[Source excerpt]
Nevertheless, Lehman aspires to the same level of intellectual impact. While he was in retirement during the early 1990s, his early ideas jelled into one big idea: What if somebody were to formulate a central theory of software evolution akin to Darwin's theory of natural selection? In 1993, Lehman took an emeritus position at Imperial College and began work on the FEAST Hypothesis. Short for Feedback, Evolution and Software Technology, FEAST fine-tunes the definition of evolvable software programs, differentiating between "S-type" and "E-type": S-type or specification-based programs and algorithms being built to handle an immutable task, and "E-type" programs being built to handle evolving tasks. Focusing his theory on the larger realm of E-type programs, Lehman has since expanded his original three software laws to eight.
Included within the new set of laws are the Law of Continuing Growth ("The functional capability of E-type systems must be continually increased to maintain user satisfaction over the system lifetime") and the Law of Declining Quality ("The quality of E-type systems will appear to be declining unless they are rigorously adapted, as required, to take into account changes in the operational environment"). For added measure, Lehman has also thrown in the Principle of Software Uncertainty, which states, "The real world outcome of any E-type software execution is inherently uncertain with the precise area of uncertainty also unknowable."
While the new statements still read like glossed-over truisms, Lehman says the goal is to get the universal ideas on paper in the hopes that they might lead researchers to a deeper truth. After all, saying "objects fall down instead of up" was a truism until Sir Isaac Newton explained why.
"Whenever I talk, people start off with blank faces," Lehman admits. "They say, 'But you haven't told us anything we didn't already know.' To that I say, there's nothing to be ashamed of in coming up with the obvious, especially when nobody else is coming up with it."
For extra ammo, Lehman also has expanded the graphs and data from his original studies in the 1970s. Taken together, they show most large software programs growing at an inverse square rate -- think of your typical Moore's Law growth curve rotated 180 degrees -- before succumbing to over-complexity.
Whether the curves serve as anything more than a conversation-starter is still up for debate. Chris Landauer, a computer scientist at the Aerospace Corporation and a fellow guest speaker with Lehman at a February conference on software evolution at the University of Hertfordshire, was impressed by the Lehman pitch.
"He has real data from real projects, and they show real phenomena," Landauer says. "I've seen other sets of numbers, but these guys have something that might actually work."
At the same time, however, Landauer wonders if the explanation for similar growth trajectories across different systems isn't "sociological." In other words, do programmers, by nature, prefer to add new code rather than substitute or repair existing code? Landauer also worries about whether the use of any statistic in an environment as creative as software development leads to automatic red herrings. "I mean, how long does it take a person to come up with a good idea?" Landauer asks. "The answer is we just don't know."

[Problems]
- a) Answer these from the passage on Lehman's software laws:
(i) What does the name FEAST stand for?
(ii) At what rate do most large software programs grow, according to Lehman's expanded graphs?
(iii) Where does Chris Landauer work as a computer scientist?
- b) Pull out the portion of the passage on Lehman's software laws starting at "While the new" and ending at "Newton explained why.", copied word for word.

[Entries]
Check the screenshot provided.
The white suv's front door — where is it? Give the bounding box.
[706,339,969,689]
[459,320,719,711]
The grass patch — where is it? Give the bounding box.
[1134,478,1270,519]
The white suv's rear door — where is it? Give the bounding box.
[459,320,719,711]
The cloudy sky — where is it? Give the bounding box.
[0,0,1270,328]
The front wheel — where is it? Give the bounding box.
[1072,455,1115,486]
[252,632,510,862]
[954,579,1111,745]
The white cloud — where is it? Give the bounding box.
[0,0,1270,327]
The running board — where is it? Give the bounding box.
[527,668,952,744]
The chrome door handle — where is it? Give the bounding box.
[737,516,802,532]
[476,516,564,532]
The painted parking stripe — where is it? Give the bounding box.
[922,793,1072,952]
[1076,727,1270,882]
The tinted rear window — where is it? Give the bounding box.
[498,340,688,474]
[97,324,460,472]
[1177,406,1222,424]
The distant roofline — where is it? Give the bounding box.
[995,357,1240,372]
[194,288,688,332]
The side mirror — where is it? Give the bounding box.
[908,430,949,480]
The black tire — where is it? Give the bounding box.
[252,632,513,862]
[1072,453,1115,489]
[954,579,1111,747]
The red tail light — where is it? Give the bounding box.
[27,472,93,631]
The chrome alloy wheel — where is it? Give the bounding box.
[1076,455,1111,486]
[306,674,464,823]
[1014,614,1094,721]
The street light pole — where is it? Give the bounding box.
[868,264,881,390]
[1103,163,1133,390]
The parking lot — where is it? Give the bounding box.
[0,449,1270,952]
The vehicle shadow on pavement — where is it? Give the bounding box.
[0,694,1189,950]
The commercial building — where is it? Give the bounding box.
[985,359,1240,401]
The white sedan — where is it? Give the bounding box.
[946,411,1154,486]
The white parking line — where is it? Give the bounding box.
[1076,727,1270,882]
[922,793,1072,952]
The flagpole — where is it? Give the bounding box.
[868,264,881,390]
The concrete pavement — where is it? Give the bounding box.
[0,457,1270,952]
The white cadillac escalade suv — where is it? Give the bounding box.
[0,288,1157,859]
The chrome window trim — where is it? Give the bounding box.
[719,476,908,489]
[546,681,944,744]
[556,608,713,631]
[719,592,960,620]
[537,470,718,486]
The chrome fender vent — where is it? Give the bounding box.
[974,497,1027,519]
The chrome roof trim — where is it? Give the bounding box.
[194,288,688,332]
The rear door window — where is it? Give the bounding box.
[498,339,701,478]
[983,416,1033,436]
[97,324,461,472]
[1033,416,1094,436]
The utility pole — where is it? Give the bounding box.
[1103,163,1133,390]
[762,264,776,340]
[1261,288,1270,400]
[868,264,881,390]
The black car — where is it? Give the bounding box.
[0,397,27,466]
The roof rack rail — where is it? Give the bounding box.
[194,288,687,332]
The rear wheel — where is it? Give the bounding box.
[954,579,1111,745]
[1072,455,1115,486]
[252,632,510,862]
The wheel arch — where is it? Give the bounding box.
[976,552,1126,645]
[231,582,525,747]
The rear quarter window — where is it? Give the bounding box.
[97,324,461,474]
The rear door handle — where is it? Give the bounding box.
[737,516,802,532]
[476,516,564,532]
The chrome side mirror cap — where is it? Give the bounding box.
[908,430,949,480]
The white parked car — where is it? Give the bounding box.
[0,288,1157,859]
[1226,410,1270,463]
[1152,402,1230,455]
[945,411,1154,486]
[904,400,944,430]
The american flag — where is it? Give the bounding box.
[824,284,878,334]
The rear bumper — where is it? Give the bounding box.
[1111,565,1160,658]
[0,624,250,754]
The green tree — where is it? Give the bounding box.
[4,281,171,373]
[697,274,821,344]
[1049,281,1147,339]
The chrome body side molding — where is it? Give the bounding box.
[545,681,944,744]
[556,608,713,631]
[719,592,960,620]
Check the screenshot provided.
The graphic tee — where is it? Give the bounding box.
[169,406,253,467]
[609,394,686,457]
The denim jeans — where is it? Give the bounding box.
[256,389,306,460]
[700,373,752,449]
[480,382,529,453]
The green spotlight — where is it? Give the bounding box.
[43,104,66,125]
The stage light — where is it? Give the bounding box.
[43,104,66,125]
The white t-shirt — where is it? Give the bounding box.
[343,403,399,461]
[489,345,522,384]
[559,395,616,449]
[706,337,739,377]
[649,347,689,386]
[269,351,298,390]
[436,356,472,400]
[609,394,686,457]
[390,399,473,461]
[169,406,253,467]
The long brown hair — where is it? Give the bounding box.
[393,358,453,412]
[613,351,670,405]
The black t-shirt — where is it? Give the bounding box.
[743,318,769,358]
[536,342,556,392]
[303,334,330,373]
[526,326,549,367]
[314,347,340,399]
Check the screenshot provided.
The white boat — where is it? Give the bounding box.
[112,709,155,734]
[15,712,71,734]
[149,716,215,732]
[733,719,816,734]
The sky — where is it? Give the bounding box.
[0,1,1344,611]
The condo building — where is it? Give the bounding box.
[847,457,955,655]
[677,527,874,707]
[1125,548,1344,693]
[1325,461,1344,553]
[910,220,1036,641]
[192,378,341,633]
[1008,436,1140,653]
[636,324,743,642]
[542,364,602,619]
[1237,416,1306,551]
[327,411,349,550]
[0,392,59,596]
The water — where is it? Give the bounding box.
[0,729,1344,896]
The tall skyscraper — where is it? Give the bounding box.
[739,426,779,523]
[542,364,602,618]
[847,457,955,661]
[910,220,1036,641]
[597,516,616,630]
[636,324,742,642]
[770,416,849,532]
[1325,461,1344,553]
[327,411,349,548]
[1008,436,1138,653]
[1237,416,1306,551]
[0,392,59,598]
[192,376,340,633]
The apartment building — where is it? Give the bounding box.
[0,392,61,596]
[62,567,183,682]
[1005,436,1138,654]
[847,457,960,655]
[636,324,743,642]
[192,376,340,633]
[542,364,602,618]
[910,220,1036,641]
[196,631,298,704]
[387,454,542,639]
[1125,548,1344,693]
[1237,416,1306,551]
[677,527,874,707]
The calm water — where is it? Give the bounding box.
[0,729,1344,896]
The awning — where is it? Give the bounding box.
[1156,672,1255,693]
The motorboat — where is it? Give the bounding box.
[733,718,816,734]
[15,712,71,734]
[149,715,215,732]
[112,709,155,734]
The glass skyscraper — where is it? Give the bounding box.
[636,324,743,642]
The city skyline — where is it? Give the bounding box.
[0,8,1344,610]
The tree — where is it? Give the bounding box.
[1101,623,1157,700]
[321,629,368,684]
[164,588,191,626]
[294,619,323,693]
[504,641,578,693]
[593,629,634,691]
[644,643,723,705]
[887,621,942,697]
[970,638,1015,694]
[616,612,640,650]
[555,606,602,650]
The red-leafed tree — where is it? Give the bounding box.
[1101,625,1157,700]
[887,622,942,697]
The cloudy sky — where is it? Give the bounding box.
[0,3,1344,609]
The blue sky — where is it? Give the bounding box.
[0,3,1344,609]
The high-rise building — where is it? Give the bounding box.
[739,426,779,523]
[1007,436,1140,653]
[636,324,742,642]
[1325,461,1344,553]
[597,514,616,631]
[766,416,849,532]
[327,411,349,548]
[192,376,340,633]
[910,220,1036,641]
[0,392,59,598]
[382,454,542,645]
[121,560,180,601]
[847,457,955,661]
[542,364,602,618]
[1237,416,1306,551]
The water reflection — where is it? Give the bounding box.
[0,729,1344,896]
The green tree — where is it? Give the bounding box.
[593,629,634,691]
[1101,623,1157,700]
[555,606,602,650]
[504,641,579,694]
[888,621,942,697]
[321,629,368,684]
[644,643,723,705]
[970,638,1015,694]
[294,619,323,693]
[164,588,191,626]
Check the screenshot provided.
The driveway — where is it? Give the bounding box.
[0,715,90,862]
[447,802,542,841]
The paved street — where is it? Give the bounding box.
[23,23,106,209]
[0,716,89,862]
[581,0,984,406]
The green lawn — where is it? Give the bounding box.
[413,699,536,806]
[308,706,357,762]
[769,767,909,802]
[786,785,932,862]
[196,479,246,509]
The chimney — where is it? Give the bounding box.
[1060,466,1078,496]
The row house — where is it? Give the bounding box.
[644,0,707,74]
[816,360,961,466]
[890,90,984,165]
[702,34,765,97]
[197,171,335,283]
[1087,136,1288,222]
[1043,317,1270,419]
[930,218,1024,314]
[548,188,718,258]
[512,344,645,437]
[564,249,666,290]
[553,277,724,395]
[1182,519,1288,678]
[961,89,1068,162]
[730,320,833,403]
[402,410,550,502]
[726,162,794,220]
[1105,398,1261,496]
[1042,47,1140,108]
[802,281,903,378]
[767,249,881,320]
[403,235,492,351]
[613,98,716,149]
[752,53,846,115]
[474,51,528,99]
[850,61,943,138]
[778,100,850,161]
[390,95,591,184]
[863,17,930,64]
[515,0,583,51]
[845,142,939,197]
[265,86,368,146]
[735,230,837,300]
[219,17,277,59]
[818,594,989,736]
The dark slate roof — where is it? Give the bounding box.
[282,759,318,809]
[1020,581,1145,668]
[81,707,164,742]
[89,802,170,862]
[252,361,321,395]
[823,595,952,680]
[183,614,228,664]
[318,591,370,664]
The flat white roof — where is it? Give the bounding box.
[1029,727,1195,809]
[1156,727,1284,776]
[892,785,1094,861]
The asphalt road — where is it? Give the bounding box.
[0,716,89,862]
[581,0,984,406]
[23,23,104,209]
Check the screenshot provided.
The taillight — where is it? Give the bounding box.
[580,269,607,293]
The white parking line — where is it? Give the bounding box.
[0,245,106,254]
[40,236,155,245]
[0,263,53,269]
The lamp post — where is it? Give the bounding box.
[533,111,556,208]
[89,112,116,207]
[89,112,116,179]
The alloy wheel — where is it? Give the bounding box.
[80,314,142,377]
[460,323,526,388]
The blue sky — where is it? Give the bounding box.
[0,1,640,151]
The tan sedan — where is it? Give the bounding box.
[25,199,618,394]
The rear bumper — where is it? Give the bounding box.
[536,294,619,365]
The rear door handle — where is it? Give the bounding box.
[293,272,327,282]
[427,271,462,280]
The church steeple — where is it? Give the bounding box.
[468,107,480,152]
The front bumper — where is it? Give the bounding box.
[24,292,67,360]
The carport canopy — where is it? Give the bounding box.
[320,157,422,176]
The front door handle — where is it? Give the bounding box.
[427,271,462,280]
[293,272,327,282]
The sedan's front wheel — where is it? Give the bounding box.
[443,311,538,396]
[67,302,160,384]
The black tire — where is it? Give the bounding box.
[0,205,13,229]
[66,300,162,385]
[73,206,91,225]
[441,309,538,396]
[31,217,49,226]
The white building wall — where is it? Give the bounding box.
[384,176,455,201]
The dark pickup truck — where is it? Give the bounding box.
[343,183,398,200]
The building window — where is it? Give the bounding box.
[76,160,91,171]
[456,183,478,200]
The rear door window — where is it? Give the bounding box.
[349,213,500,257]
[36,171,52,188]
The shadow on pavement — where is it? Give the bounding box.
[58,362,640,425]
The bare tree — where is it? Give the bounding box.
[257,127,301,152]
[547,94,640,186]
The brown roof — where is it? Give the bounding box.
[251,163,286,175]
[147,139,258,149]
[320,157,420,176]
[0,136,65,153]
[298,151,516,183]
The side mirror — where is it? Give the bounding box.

[Results]
- a)
(i) Feedback, Evolution and Software Technology
(ii) An inverse square rate
(iii) The Aerospace Corporation

- b)
While the new statements still read like glossed-over truisms, Lehman says the goal is to get the universal ideas on paper in the hopes that they might lead researchers to a deeper truth. After all, saying "objects fall down instead of up" was a truism until Sir Isaac Newton explained why.